TO DO.
Carry over every entry exactly as written, though not the pictures it contains.
• • • •
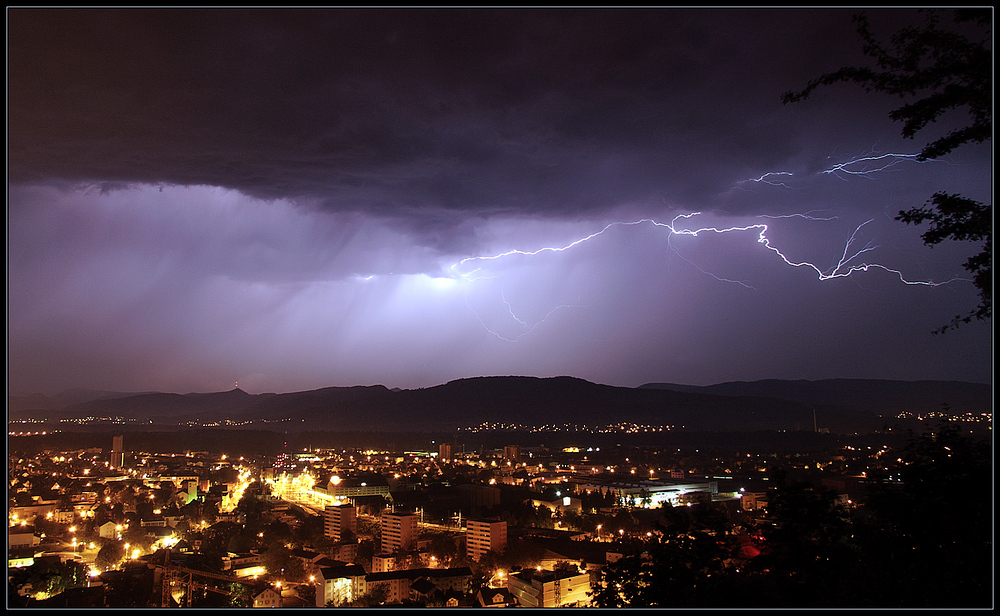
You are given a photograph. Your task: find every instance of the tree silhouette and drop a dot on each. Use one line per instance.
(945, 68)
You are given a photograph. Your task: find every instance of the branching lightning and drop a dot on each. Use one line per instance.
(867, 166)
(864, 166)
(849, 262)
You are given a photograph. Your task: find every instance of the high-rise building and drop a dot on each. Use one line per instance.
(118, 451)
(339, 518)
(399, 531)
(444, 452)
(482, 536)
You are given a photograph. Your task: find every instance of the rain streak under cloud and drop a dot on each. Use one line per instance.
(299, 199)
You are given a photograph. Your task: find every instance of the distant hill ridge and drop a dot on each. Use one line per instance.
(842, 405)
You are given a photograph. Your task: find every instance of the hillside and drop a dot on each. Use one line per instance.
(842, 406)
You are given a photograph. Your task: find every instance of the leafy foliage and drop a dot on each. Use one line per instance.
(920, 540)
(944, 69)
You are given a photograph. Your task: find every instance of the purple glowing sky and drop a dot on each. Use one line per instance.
• • • •
RESPONSE TO THE EXERCISE.
You are given a photograph. Your task: find every instance of the tree silhouette and drop a dot on each. Use one line per instance.
(945, 68)
You are given a photograph. Your task: find every instance of the branching lightning and drop a dot on each. Use one line per instance.
(867, 166)
(864, 166)
(849, 262)
You are given a photograph. Your task: find every instance of the high-rise building and drop a dot on each. Use one line per instance.
(118, 451)
(339, 518)
(399, 531)
(444, 452)
(482, 536)
You are given a photograph. Your task: find every instance of the rain streak under cloud and drop a dot on each. Use one line per instance.
(299, 199)
You are given a photograph. Your task: find every instance of the distant hill ridge and drop a dot on each. Use one line per instance.
(842, 405)
You are given a photograph. Your task: find every instance of the hillside and drop a dot on each. Use one line per instance.
(842, 406)
You are given a photograph. Your task: find every instance of the leafy foliage and drop a dot on each. Use one line per instance.
(920, 540)
(944, 69)
You are given a photograph. Your task: find every instance of the purple glowing sky and drop a dot on each. Use one line per instance.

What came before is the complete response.